[Excerpted text]:
Jonathan Chait makes an astute observation: “Journalists Are Becoming Oppo Researchers and It Needs to Stop.”
Friday was not a great day for political journalism. The story driving campaign news was that President Obama said ”the private sector is doing fine,” which he meant in the same basic way that I did this week when I was slowly recovering from a horrendous head cold and told people I was “fine,” but which Republicans seized on as if to suggest he meant “ideal.” But what set me off (on an extended Twitter rant, in fact) was actually not that story but a Buzzfeed article headlined “Mitt Romney Struggles To Identify A Donut.” They’re sort of the same thing.
The story is a short video clip of Romney pointing at a plate of delicious-looking doughnuts and saying, “Can you see that one of those chocolate, um, uh, chocolate goodies finds its way to our ride?” He was almost certainly not struggling to identify a doughnut. Maybe he was looking for a more specific word to identify the subgenre of doughnut he was pointing at. Maybe he was trying to come up with a more general term than doughnut, and he settled on “goodies.” In any case, I am nearly certain Romney was not unfamiliar with doughnuts.
Did Buzzfeed think Romney didn’t know what a doughnut was? I would also guess the answer is: almost certainly not. Rather, Buzzfeed was engaged in a kind of meta judgment. Somebody else — liberal bloggers, Democrats, an MSNBC host — would use the video to make the case that Romney didn’t know what a doughnut was. Romney, as we all know, is extremely wealthy and often out of touch with the realities of middle-class existence, so it could be claimedthat he couldn’t identify a doughnut, and it would become another piece of evidence for what we all know to be true about Romney, and surely is true, even though it is not actually evidence of anything.
It’s obviously true that political campaigns will take their opponents’ statements out of context. That is probably unavoidable. The key step I’m focusing on here is when the journalist internalizes the work of the oppo researcher. Perhaps, in the end, the dumbest, least fair, most context-free interpretation of the line will ultimately prevail. But when journalists assume this will happen and make no effort to fight against that process, we go from merely reporting on the stupidity of politics to becoming accomplices of it.
The incentives are powerfully in the opposite direction, alas.
With the proliferation of media outlets and rise of aggregators and social media, fewer and fewer of us are consuming information in the way we did even a few years ago. As recently as 2004 or so, I read newspapers, watched specific television news and news commentary programs, and visited individual websites on a daily basis. Now, though, I consume my news in individual servings based on links that pop up on a couple of aggregation sites, my curated Twitter feeds, and my Google Reader feed. Indeed, Chait’s piece appears in New York magazine. I read perhaps half a dozen stories from that site a month–all via referral links. I don’t think I’ve ever intentionally visited the site otherwise.

[Task instructions]: Continue the piece about journalists acting as opposition researchers, starting after its last sentence.

[Data section]:
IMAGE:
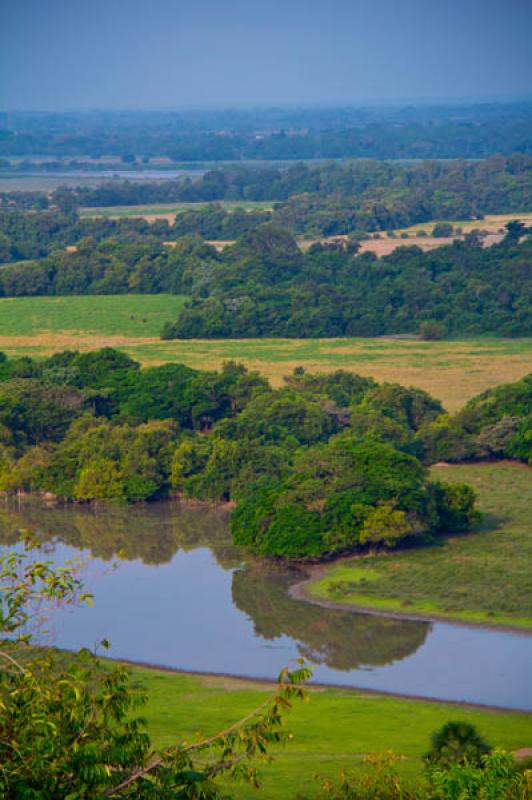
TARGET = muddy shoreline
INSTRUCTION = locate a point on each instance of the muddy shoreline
(267, 682)
(300, 591)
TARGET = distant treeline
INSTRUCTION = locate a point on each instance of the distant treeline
(424, 132)
(324, 200)
(328, 463)
(265, 286)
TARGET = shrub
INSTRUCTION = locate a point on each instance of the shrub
(456, 742)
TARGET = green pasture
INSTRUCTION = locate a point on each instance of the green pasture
(481, 577)
(332, 731)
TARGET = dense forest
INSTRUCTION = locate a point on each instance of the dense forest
(265, 286)
(329, 463)
(473, 131)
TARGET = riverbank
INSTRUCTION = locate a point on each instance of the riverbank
(332, 732)
(482, 578)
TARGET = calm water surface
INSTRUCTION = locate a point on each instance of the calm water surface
(171, 590)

[Your response]:
While I’m more tech forward than most–certainly, most people of my generation–most under-60s are following a similar path.
What this means is that fewer and fewer loyal readers/viewers exist. In the old days, people just watched CBS Evening News and read the New York Times every day and read a few magazines every month. Consequentially, editors and producers could simply decide what news their audience ought to be aware of and craft it according to their own sensibility in terms of style, substance, and spin. Now, though, the impetus is on creating a clever headline or otherwise creating a meme that will get passed on through Twitter, Facebook, or other ways. That’s particularly the case for startups like Buzzfeed, who have zero built-in readers.
In turn, most of us in the commentariat race to jump on these memes early in order to put our spin on them. In the case of OTB, the spin is usually some version of “this meme is horseshit” or this “Outrage of the Day isn’t actually outrageous.” But just acknowledging the meme helps perpetuate it.
There’s no obvious way out of this cycle. To simply ignore most of these stories is not only disadvantageous from a business standpoint–like it or not, they drive substantial traffic–but contributes to the disinformation. Once the story has gone viral, a large number of people will believe it to be true, either because it confirms their pre-existing prejudice or because they only see the headline and don’t bother to read the story. Just as campaigns have no real alternative but to respond to their opponent’s distortions, pundits have little choice but to weigh in.